• **Given problem**: Rewrite every line from the start of the records through the line containing "[[0,270],[17,277],[68,277],[50,264],[0,238]]", requests included, and offset each coordinate in the answers by adding 97. Leave the numbers in the requests and their sample layouts unchanged.

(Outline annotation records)
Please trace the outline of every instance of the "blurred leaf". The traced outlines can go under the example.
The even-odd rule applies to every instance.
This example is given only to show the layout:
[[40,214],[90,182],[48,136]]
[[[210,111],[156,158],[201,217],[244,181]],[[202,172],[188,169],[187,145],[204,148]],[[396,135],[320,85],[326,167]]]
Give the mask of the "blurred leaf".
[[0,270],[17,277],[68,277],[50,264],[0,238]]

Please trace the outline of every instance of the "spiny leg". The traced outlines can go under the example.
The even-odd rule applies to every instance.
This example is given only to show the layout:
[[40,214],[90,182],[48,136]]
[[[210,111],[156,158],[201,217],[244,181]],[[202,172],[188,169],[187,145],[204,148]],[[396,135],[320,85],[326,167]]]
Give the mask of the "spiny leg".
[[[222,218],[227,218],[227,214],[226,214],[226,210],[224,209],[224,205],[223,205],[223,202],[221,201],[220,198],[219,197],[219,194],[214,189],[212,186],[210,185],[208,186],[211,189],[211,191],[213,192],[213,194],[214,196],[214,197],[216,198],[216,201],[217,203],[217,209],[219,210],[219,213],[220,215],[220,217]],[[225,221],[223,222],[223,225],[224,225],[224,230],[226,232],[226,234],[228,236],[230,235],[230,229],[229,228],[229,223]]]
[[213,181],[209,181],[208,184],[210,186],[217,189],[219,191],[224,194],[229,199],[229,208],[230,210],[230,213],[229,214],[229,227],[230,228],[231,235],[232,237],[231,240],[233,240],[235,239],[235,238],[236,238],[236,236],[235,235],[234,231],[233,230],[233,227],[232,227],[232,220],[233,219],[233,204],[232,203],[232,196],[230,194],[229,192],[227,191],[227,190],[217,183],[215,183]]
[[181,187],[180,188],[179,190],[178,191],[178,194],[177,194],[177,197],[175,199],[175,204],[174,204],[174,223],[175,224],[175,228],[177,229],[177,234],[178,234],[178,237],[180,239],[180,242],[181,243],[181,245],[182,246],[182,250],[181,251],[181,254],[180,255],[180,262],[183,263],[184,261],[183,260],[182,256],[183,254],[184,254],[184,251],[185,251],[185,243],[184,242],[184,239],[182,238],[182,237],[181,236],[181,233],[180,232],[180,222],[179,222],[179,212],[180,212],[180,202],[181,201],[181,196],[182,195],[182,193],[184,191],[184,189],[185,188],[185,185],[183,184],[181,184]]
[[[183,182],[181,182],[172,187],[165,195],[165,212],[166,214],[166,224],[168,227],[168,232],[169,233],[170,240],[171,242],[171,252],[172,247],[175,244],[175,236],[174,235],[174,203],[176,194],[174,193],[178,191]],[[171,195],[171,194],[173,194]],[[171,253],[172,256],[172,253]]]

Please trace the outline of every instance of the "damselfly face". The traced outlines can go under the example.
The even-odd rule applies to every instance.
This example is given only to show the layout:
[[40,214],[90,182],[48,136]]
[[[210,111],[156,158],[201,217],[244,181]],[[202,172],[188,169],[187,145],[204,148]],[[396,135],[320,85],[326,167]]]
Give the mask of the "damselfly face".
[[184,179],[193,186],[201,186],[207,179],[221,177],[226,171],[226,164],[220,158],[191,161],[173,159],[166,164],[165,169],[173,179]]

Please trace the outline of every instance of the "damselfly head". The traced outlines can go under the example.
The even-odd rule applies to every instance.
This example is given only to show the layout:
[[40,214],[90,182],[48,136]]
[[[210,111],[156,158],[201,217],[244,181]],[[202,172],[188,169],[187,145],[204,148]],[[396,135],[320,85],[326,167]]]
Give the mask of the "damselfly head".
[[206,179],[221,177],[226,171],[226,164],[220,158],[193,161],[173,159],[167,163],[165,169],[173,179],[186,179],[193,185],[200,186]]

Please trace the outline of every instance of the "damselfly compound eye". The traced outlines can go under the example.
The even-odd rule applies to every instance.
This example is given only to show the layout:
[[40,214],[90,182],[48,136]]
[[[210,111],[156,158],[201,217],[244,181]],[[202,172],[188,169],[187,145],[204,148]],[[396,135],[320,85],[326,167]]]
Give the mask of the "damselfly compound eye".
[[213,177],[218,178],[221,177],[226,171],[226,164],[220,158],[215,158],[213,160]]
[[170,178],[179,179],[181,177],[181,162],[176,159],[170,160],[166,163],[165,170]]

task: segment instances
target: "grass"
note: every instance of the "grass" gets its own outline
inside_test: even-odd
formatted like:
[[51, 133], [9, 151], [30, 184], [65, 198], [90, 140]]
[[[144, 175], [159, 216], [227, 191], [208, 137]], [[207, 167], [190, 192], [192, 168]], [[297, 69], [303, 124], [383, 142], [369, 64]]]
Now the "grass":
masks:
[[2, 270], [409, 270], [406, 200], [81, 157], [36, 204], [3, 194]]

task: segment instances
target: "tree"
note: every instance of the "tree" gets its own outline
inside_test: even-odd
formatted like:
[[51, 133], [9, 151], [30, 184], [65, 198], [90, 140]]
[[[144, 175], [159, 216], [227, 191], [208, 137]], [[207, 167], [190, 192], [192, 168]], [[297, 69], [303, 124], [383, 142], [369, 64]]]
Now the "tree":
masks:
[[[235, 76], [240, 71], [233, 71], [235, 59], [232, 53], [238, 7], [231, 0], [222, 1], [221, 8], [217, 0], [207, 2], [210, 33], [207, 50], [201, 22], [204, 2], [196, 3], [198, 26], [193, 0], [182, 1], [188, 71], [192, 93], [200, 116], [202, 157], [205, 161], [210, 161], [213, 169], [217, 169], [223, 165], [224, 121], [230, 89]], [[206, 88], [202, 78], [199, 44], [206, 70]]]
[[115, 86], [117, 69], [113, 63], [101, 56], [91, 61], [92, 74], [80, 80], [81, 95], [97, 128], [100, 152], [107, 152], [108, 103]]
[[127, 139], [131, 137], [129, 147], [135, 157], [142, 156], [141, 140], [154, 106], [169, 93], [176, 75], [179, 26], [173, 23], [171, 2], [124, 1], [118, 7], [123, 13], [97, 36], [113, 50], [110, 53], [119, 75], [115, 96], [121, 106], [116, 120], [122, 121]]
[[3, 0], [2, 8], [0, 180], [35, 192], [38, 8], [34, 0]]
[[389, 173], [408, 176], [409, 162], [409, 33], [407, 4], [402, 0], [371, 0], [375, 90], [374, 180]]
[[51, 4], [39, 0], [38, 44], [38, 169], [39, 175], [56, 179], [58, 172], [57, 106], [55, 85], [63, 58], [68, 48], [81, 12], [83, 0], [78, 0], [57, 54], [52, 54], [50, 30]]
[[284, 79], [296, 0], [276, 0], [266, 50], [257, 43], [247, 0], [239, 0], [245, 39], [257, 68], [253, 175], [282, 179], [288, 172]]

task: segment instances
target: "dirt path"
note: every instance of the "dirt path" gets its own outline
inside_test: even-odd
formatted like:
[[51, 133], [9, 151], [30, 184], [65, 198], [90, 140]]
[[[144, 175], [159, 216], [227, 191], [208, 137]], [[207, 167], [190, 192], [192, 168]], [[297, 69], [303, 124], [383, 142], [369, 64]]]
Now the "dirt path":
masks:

• **Final result**:
Please trace the outline of every instance of the "blurred leaf". The traced outlines can go under the example.
The even-odd rule applies to every instance.
This example is given only to show the layout:
[[40,214],[90,182],[48,136]]
[[[210,111],[156,158],[201,217],[244,181]],[[202,172],[188,169],[187,145],[204,148]],[[396,135],[320,85],[326,167]]]
Give the mask of the "blurred leaf".
[[97,367],[114,374],[165,374],[147,361],[97,335]]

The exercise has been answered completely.